--- Start EXCERPTED TEXT ---
Thai singer and actor (born 1989)

Pirat Nitipaisalkul (พิรัชต์ นิธิไพศาลกุล; born December 19, 1989), known professionally as Mike Angelo (Thai: ไมค์ แองเจโล่), is a Thai actor and singer. He is known for being part of the Thai musical duo Golf & Mike. He was a member of the duo along with his brother, Golf Pichaya Nitipaisalkul, from 2005 to 2010.

Mike made his acting debut in the 2008 Thai television drama Ubatruk Karmkobfah. Since then, he has appeared in many popular Thai films and television dramas, including Full House (2014) and Kiss Me (2015). Mike has also appeared in many Chinese television series notably Wu Xin: The Monster Killer (2015), Delicious Destiny (2015), My Little Princess(2016), Mr. Swimmer (2018) and Speed and Love (2025) and Mike also appeared in a Hollywood Film The Misfits.

==Career==
===2005—2010: Career beginnings and acting debut===

Mike debuted as a member of the duo Golf & Mike in October 2005 with their self-titled album, Golf-Mike. Their dance-pop track "Bounce" was chosen to be the album's first promotional single, and it became a big hit in Thailand. From 2006 to 2009, the duo actively released and promoted their albums and songs in Thailand, Japan, China and South Korea. In 2008, Mike made his acting debut in the Thai television drama Ubatruk Karmkobfah. In 2010, the duo Golf & Mike disbanded and Mike became a solo artist.
--- End EXCERPTED TEXT ---
▶ _AIM_: Which track from the album Golf-Mike was chosen as its first promotional single, according to the biography above?
--- Start ENTRIES SHOWN ---
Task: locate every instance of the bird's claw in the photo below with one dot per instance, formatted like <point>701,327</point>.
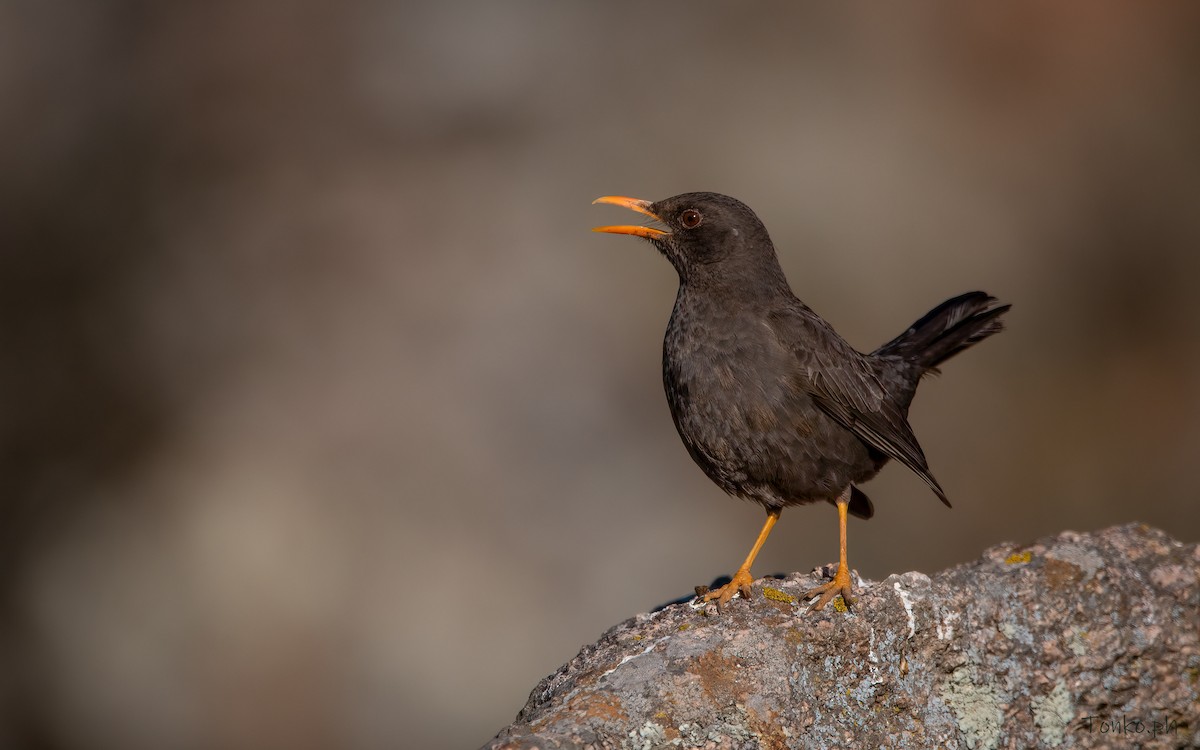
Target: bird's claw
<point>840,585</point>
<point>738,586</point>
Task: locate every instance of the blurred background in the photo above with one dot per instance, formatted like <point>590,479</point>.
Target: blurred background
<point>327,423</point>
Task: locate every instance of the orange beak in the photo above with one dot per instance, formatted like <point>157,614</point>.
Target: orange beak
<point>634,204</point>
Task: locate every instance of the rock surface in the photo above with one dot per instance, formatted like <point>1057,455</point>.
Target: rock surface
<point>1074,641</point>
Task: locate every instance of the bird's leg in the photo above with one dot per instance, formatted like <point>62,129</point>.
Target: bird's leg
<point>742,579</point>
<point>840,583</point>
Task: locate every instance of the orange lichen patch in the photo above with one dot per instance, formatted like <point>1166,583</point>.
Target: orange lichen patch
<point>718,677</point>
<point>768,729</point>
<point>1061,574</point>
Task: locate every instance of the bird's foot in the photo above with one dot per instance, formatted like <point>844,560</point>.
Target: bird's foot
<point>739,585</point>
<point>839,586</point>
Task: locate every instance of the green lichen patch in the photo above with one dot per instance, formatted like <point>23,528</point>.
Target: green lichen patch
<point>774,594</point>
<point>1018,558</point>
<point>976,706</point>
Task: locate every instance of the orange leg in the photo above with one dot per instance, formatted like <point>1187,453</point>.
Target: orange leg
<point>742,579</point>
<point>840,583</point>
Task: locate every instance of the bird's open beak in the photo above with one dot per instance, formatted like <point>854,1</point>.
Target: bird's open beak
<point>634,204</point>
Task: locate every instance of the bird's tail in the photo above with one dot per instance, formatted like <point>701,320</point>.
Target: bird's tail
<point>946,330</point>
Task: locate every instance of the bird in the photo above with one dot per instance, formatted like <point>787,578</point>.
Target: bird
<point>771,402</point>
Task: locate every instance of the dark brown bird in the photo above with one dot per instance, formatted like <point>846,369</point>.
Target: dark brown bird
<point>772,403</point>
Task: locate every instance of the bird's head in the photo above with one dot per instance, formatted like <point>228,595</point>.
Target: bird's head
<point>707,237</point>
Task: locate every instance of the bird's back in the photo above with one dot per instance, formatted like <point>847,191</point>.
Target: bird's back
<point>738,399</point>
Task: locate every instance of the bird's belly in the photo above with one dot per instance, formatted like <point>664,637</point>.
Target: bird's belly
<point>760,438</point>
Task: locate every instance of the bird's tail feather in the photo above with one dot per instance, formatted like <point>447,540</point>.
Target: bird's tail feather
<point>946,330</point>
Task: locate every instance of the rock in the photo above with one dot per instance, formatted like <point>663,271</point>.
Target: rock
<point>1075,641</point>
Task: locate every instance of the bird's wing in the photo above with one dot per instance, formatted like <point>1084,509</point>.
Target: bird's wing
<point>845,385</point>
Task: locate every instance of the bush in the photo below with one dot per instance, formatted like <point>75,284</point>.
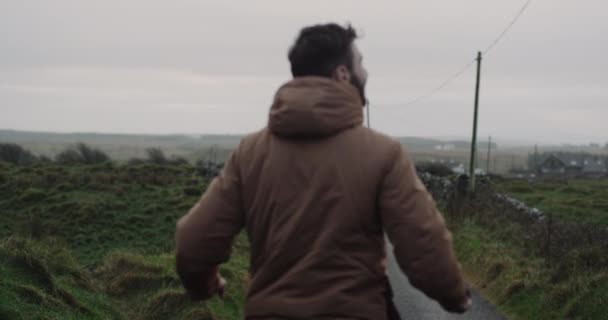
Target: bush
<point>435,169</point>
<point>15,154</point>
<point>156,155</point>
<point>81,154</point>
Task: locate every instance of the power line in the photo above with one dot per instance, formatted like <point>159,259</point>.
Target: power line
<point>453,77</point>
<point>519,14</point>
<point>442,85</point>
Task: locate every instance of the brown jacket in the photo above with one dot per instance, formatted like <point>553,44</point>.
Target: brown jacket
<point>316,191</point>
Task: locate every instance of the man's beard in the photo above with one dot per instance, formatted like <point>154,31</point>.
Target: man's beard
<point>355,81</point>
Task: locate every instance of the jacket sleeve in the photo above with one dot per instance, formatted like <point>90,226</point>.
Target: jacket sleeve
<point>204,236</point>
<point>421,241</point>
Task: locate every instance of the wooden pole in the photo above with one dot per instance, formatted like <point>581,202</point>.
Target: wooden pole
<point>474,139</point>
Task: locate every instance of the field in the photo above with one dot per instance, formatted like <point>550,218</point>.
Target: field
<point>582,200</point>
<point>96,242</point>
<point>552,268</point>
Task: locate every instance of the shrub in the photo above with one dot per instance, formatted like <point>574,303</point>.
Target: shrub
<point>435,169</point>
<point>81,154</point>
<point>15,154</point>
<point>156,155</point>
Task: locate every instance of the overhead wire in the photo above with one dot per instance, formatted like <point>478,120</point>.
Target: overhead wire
--- End ENTRIES SHOWN ---
▶ _SOLUTION TO THIS TASK_: The dance-pop track "Bounce."